■ TEXT PROVIDED
-------------------------

Couples Retreat

Posted on February 10, 2010 at 8:00 am

I’m guessing that what happened here is that BFFs Jon Favreau (director of Iron Man but here as an actor), Vince Vaughn, and Peter Billingsley (star of A Christmas Story-turned director) decided that it would be a lot of fun to go off to a beautiful island together and so they decided to make it a business trip by creating a story they could film there.

And I am guessing that their home movie of that trip would have been more entertaining than this dull, drawn-out, mess of a film about four couples who go to a resort that is somewhere between “Fantasy Island” and “Dr. Phil.”

These are the kinds of couples with a friendship you only see in movies. They have nothing in common. They do not particularly seem to like each other. They do not appear to know anyone else. And yet, they are always up in each other’s bidness, hugely involved in the tiniest details and decisions, far more than in their own, so much so that they are constantly conference-calling each other on their cell phones, inviting each other to make crucial decisions about their lives. Possibly the hardest to believe, they are not only mandatory attendees at a birthday party held for a very young child of one of the couples, they all wander off in the middle of the party, including the child’s parents, for a power point presentation on one couple’s marital breakdown (apparently a welcome relief following a previous series on the husband’s testicular cancer). The couple (Jason Bateman and Kristen Bell) have arranged for a group rate at a resort and guilt everyone to going along with them: the couple who are distracted with young children (Vaughn and “Watchmen’s” Malin Akerman), the couple who are furious with each other (Favreau and “Sex in the City’s” Kristin Davis), and the recently separated Shane (Faizon Love) with his new 20-year-old girlfriend (Kali Hawk) who calls him “Daddy” and wants to party all the time.

-------------------------

■ RECORDS SUPPLIED

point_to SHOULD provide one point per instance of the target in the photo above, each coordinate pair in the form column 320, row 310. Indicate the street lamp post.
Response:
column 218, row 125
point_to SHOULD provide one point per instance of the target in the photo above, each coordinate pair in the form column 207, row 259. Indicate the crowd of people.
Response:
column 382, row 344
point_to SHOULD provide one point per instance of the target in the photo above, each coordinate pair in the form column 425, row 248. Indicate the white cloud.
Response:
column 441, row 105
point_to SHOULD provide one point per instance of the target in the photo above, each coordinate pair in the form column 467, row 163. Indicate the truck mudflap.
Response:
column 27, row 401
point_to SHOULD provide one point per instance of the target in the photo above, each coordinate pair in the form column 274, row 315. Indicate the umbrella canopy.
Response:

-------------------------

■ TASKS TO CARRY OUT
1. Answer these questions from the review above.
(a) Whom does the review name as the director of Iron Man?
(b) The review places the resort somewhere between which two things?
(c) What does Shane's new girlfriend call him?
2. Duplicate the passage of the review starting at "Posted on February" and ending at "could film there.".

■ SOLUTION SET
1.
(a) Jon Favreau
(b) "Fantasy Island" and "Dr. Phil."
(c) "Daddy"

2.
Posted on February 10, 2010 at 8:00 am

I’m guessing that what happened here is that BFFs Jon Favreau (director of Iron Man but here as an actor), Vince Vaughn, and Peter Billingsley (star of A Christmas Story-turned director) decided that it would be a lot of fun to go off to a beautiful island together and so they decided to make it a business trip by creating a story they could film there.